Task:
Repeat every record exactly.

───── Supplied data ─────

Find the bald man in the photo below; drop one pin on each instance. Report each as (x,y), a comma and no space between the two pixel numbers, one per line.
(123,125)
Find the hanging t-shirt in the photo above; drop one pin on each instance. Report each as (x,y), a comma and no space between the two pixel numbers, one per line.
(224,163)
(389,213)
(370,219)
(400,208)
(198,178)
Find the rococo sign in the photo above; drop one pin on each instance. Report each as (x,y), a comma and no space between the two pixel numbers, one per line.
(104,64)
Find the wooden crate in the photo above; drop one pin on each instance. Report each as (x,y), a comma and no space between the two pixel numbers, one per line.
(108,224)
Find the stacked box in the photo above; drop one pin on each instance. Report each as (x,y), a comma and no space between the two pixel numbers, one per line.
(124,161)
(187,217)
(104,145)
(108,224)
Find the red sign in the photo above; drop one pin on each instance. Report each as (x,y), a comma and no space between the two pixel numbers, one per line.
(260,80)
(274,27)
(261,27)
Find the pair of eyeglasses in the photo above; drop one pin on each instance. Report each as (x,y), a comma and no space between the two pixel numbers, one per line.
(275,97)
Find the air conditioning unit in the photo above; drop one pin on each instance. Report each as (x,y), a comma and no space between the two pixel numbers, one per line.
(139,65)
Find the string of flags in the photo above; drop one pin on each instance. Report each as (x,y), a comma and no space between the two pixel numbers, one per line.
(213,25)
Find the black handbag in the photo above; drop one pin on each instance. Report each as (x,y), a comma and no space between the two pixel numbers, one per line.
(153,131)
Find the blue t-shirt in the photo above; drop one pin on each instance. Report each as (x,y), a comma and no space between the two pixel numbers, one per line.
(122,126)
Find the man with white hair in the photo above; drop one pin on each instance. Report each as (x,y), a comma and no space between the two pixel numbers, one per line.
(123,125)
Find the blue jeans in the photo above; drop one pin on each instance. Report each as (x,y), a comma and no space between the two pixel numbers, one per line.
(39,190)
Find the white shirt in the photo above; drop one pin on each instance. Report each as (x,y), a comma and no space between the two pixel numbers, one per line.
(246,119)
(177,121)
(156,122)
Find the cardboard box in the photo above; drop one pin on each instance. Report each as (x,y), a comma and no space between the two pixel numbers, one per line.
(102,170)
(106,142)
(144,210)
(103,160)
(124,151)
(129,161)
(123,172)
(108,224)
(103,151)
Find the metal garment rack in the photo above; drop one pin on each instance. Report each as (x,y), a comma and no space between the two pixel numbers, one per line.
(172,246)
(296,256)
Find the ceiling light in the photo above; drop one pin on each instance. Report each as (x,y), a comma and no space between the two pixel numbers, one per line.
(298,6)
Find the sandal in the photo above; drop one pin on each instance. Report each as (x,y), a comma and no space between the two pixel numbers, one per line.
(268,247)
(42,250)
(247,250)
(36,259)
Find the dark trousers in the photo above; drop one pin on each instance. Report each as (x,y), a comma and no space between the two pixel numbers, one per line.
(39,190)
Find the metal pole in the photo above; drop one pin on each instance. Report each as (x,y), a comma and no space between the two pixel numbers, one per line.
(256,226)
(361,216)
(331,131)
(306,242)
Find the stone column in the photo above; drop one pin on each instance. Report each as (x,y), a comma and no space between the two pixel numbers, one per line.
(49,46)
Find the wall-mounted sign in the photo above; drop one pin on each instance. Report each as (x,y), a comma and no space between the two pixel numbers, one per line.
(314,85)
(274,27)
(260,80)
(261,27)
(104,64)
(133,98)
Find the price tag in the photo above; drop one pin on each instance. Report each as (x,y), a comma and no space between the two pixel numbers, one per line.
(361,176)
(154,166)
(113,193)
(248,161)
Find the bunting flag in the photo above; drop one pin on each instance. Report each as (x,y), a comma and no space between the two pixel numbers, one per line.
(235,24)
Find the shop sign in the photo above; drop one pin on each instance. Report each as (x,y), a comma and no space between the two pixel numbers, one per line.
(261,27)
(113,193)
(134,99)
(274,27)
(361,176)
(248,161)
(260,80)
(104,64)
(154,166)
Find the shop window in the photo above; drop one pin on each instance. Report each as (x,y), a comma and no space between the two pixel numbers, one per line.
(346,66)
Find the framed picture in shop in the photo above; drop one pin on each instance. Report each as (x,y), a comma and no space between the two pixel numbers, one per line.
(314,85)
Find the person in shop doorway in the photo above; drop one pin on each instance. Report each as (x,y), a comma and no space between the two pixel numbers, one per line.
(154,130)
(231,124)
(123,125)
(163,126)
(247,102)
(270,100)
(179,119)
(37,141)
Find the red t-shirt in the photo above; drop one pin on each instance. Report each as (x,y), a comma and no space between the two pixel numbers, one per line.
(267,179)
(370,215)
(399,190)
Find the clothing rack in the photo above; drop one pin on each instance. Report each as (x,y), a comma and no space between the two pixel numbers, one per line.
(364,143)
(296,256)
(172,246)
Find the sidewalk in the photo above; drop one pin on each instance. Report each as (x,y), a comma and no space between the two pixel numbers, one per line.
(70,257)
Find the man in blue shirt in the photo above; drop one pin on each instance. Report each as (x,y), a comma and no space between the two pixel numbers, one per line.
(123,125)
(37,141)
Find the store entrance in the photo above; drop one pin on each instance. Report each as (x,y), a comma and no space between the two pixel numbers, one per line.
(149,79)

─────

Output of the exercise:
Find the bald man in the photo below; drop one pin on each instance. Report each as (x,y), a comma and no space between the two pixel numbers, one per line.
(123,125)
Find the hanging t-shirt in the photo above; drop one pin on each instance. Report each as (x,y), a comma and no space between the two pixel numbers, one per line.
(224,163)
(389,213)
(370,219)
(400,208)
(198,178)
Find the rococo sign in the photo above; drop one pin on each instance. Report each as (x,y), a comma and no space between the two pixel numbers, one per line.
(104,64)
Find the wooden crate in the photo above; drop one pin on each instance. Report each as (x,y), a comma and no space between the two pixel numbers, one per line.
(108,224)
Find the stacked box in the photo above; drop one pin on each instance. Report each as (x,y), a comma and no space between the two pixel numbers, one per line.
(124,161)
(187,217)
(104,145)
(108,224)
Find the red sign in the photo above; drop one pin on each instance. Report each as (x,y), a comma and no space between the two pixel numbers, one per line.
(260,80)
(274,27)
(261,27)
Find the pair of eyeglasses in the photo above; drop one pin on each instance. Report each as (x,y), a comma and no space between the two pixel numbers, one per line.
(275,97)
Find the air conditioning unit in the photo above; drop one pin on each instance. Report each as (x,y), a comma and no space between the two pixel numbers, one per line.
(139,65)
Find the string of flags in the photo above; drop one pin on each instance. Report each as (x,y), a comma and no space between the two pixel numbers, one per line.
(213,25)
Find the black handbag in the photo above; drop one pin on each instance. Report each as (x,y), a comma and no space between the two pixel numbers, one per line.
(153,131)
Find the blue t-shirt in the photo above; drop one pin on each instance. Report each as (x,y), a comma and no space between the two pixel numbers, one per line.
(122,126)
Find the man with white hair in the photo above; drop one pin on each instance. Report each as (x,y), a comma and no space between the two pixel numbers, one per line.
(123,125)
Find the blue jeans in the photo above; drop one pin on each instance. Report each as (x,y), a comma and no space between the two pixel numbers, one per line.
(39,190)
Find the white shirt in the photo above; drop one pin on each instance. Report each as (x,y), a comma and no space between the two pixel numbers, one per line.
(246,119)
(177,121)
(156,122)
Find the cardboard box in the photo above; drop one pin on each instance. Report each as (x,y), a comma and no space between the two pixel numbers, one per line.
(102,170)
(106,142)
(144,210)
(103,160)
(124,151)
(129,161)
(123,172)
(108,224)
(103,151)
Find the metal garment rack in the photo above; drop one pin on each instance. Report each as (x,y), a comma and no space between the two pixel numbers, one per line.
(172,246)
(296,256)
Find the ceiling light in the photo above; drop one pin on each instance. Report each as (x,y), a comma and no space between the two pixel numbers, one per line.
(298,6)
Find the sandal in the photo above; drop one pin on each instance. Report each as (x,y), a comma and no space between the two pixel numbers, one per line.
(268,247)
(42,250)
(247,250)
(36,259)
Find the dark trousers in the photo above; drop one pin on each instance. Report each as (x,y), a comma and no space between the two pixel numbers, one per line.
(39,190)
Find the metal pole in the photo above; drop one pin on each instance. Report each as (x,y), a comma and no space between the two pixel numbers, one per line.
(256,226)
(361,216)
(331,131)
(306,242)
Find the stone column in the photo above; drop one pin on each instance. Report each as (x,y), a comma and no space between the two pixel numbers, one per line.
(49,46)
Find the wall-mounted sign in the photo above; drop one pin on each instance. Report each as (x,y), a comma and no space between the two pixel numbers, one per line.
(314,85)
(274,27)
(260,80)
(261,27)
(104,64)
(133,98)
Find the price tag in the photo above; drop one pin on each instance. Report each as (x,y), a comma and no space between the two pixel numbers, one per line.
(361,176)
(154,166)
(113,193)
(248,161)
Find the bunting flag in the photo above; drop one pin on each instance. Report each as (x,y), a comma and no space between the two pixel numbers, one per line.
(235,24)
Find the shop sign in the photo above; drop one pin on each instance. Report each as (x,y), a comma and no space between the two pixel numbers, one per line.
(261,27)
(113,193)
(134,99)
(274,27)
(361,176)
(248,161)
(260,80)
(104,64)
(154,166)
Find the shop window in the photo above; drop one pin on each instance. Report each as (x,y), a comma and no space between the two pixel numbers, one per line.
(346,66)
Find the framed picture in shop in the photo above; drop one pin on each instance. Report each as (x,y), a comma and no space between the two pixel numbers, one per line.
(314,85)
Find the person in shop doorway in the photo above; drop one pin on each instance. Report each as (x,y), a comma and no space between the two pixel numbers, one per line.
(154,130)
(231,124)
(123,125)
(163,126)
(247,102)
(270,100)
(179,119)
(37,141)
Find the red t-shirt in the photo above; drop one pin on each instance. Report each as (x,y), a comma and no space between the two pixel numbers, one per line.
(267,179)
(370,215)
(399,190)
Find the clothing rack in the photo above; drop one pin on each instance. Report each as (x,y), a comma and no space between the two pixel numbers, one per line.
(364,143)
(296,256)
(172,246)
Find the sidewalk in the photo above; drop one pin on each instance. Report each as (x,y), a comma and no space between the two pixel numbers, one per line.
(70,257)
Find the man in blue shirt in the photo above; drop one pin on each instance. Report each as (x,y), a comma and no space between the two pixel numbers, one per line.
(123,125)
(37,141)
Find the store entrance in the photo above; drop one pin on each instance. Report each as (x,y), a comma and no space between the two pixel numbers, one per line.
(149,79)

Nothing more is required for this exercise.